━━━ Given data

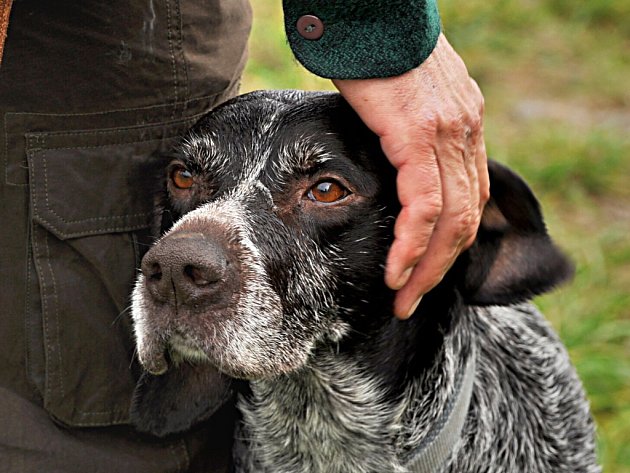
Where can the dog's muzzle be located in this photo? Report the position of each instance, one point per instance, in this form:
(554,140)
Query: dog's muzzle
(189,269)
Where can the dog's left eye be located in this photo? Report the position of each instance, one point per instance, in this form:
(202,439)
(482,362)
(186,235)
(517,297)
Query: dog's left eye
(327,192)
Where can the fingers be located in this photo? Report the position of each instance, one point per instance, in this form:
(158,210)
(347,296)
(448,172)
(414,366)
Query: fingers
(429,121)
(453,228)
(420,195)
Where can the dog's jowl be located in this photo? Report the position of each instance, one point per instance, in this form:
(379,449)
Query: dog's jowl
(277,216)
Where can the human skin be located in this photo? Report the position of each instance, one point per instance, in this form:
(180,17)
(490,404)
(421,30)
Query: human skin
(430,124)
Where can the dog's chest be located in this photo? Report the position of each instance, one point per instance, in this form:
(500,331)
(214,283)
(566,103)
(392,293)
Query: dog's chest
(332,420)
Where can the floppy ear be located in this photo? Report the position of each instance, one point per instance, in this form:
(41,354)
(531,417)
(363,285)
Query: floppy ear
(180,398)
(513,257)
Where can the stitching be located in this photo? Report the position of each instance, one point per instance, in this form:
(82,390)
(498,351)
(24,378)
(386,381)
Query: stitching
(173,62)
(57,330)
(108,112)
(45,306)
(110,131)
(180,44)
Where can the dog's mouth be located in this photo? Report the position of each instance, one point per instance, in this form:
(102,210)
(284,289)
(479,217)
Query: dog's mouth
(176,350)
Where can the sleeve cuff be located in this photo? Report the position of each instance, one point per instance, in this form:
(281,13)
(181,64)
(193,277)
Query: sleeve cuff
(361,39)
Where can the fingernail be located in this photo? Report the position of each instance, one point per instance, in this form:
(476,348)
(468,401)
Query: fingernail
(414,307)
(404,277)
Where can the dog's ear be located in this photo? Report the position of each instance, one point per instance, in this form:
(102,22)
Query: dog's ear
(175,401)
(513,257)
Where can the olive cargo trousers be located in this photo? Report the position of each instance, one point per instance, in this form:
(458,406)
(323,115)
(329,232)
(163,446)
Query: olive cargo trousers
(90,91)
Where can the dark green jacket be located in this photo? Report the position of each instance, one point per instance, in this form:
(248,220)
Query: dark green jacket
(362,39)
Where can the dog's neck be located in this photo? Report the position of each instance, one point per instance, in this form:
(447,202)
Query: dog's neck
(340,409)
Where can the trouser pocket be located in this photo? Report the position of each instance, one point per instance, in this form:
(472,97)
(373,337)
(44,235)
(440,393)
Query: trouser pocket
(91,199)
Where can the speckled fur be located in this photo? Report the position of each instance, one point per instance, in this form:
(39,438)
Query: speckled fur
(335,383)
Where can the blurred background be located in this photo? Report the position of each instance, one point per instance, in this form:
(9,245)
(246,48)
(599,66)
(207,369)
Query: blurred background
(556,78)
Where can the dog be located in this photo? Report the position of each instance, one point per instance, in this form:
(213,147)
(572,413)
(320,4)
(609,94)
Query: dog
(277,218)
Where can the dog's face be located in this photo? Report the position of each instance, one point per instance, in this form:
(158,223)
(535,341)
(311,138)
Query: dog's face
(285,223)
(284,206)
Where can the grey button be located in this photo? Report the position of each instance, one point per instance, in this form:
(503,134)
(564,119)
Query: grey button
(310,27)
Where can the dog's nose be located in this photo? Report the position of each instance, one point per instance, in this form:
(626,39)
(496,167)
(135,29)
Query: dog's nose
(187,268)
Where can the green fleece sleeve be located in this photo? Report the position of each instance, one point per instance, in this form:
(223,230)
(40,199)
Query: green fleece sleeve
(360,39)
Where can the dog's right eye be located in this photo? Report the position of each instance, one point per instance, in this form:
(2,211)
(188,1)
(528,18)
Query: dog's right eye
(182,178)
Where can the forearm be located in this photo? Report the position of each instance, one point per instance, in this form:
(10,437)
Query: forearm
(362,39)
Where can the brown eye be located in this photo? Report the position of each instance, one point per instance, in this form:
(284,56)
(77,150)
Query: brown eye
(182,178)
(327,192)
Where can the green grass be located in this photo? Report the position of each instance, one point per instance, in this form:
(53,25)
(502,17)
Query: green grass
(556,77)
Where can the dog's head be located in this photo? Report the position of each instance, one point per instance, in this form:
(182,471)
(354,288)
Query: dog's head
(283,206)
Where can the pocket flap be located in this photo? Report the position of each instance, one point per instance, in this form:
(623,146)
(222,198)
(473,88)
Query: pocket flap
(93,182)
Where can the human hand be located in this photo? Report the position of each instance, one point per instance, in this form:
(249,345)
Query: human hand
(429,121)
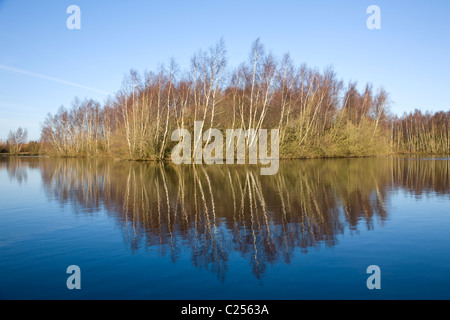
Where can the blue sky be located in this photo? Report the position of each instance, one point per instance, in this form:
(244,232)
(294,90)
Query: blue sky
(44,65)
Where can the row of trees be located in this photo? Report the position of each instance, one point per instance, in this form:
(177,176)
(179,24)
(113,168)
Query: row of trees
(17,143)
(317,114)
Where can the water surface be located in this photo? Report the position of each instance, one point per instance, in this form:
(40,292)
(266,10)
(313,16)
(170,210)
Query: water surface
(160,231)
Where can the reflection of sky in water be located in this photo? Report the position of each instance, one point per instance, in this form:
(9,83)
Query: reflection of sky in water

━━━━━━

Task statement => Say how many lines in the entries include the string "reflection", and write nothing besides that number.

Exercise response => 2